*VORLIEGENDER TEXT*:

········

Nicht nur unter pädagogischen, sondern auch unter finanziellen Gesichtspunkten wurde und wird daher versucht, Heimerziehung zu vermeiden. In den letzten 40 Jahren wurden vorbeugende oder alternative Maßnahmen, die Schwierigkeiten bei Kindern in ihrer Entstehung verhindern oder ambulant abbauen können, verstärkt. Als solche ambulante oder teilstationäre Erziehungshilfen, die einem Kind den Heimaufenthalt unter Umständen ersparen können, wären zu nennen:

Erziehungsberatung,

Soziale Gruppenarbeit,

Erziehungsbeistand, Betreuungshelfer,

Sozialpädagogische Familienhilfe,

Erziehung in einer Tagesgruppe.

········

*SCHRIFTLICHE AUFGABE 1*: Können Sie aus dem Text über die Vermeidung von Heimerziehung den Abschnitt von „Nicht nur unter“ bis „in einer Tagesgruppe.“ wortgetreu wiedergeben?

*Dateneinträge*:
········

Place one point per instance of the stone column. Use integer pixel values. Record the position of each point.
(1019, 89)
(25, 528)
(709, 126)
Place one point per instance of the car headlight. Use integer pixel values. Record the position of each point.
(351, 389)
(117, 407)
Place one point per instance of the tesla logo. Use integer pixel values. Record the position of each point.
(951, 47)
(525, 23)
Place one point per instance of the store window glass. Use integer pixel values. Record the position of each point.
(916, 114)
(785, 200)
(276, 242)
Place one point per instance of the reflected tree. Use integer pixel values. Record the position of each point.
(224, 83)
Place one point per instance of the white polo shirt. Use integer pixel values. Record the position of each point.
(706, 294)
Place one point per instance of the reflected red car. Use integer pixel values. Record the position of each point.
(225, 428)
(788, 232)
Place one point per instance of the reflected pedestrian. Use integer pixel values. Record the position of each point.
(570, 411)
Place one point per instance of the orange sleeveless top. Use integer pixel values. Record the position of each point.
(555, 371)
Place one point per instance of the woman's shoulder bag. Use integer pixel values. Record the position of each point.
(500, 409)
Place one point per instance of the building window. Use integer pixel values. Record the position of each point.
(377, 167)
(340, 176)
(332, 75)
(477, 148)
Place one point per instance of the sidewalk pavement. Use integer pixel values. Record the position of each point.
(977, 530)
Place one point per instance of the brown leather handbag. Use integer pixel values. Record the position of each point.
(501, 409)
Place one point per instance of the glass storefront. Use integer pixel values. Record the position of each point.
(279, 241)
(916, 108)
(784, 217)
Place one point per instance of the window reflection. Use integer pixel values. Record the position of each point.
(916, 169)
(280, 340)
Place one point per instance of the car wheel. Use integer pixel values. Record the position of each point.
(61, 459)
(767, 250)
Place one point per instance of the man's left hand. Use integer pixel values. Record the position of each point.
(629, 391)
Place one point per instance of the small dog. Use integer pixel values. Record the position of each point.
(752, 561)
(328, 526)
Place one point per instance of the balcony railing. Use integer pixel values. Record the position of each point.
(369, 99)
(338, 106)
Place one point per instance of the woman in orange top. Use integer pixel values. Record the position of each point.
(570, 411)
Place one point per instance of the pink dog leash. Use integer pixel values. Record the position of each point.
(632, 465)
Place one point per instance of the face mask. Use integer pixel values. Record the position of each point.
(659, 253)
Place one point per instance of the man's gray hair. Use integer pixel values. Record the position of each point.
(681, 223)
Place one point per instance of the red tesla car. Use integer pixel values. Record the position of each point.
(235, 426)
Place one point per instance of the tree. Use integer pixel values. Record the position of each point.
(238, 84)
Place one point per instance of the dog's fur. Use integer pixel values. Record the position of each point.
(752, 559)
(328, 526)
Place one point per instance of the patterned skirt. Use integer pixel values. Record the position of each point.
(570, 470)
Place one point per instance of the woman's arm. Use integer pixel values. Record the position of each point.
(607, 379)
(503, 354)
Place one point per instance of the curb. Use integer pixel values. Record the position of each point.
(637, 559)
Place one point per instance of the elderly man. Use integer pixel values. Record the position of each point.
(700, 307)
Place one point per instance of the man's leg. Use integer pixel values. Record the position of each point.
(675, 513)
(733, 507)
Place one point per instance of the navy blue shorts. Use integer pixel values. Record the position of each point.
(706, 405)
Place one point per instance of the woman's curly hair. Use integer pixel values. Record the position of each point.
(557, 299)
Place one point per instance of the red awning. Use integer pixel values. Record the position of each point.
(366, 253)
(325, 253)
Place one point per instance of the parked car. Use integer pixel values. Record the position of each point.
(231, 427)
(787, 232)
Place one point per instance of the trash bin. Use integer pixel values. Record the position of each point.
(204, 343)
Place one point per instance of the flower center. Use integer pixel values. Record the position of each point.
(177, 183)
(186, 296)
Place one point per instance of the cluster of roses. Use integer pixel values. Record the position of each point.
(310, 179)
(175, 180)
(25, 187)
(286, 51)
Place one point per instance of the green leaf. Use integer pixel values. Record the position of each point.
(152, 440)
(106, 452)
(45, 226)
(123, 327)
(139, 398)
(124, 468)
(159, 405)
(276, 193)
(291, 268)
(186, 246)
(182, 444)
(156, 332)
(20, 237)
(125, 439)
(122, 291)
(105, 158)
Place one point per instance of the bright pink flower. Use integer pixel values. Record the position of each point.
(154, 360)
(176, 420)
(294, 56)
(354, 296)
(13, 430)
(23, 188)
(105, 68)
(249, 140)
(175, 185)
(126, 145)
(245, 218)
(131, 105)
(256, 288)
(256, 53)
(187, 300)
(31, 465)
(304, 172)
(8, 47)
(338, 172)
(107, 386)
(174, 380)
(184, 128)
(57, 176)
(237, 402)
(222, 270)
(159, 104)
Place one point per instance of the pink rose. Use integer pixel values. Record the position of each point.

········

*SCHRIFTLICHE AUFGABE 2*: Wie viele Zeilen der Einträge enthalten die Zeichenfolge „hair“? Nennen Sie nur die Zahl.

*SCHRIFTLICHE ANTWORT 1*:
Nicht nur unter pädagogischen, sondern auch unter finanziellen Gesichtspunkten wurde und wird daher versucht, Heimerziehung zu vermeiden. In den letzten 40 Jahren wurden vorbeugende oder alternative Maßnahmen, die Schwierigkeiten bei Kindern in ihrer Entstehung verhindern oder ambulant abbauen können, verstärkt. Als solche ambulante oder teilstationäre Erziehungshilfen, die einem Kind den Heimaufenthalt unter Umständen ersparen können, wären zu nennen:

Erziehungsberatung,

Soziale Gruppenarbeit,

Erziehungsbeistand, Betreuungshelfer,

Sozialpädagogische Familienhilfe,

Erziehung in einer Tagesgruppe.

*SCHRIFTLICHE ANTWORT 2*: 2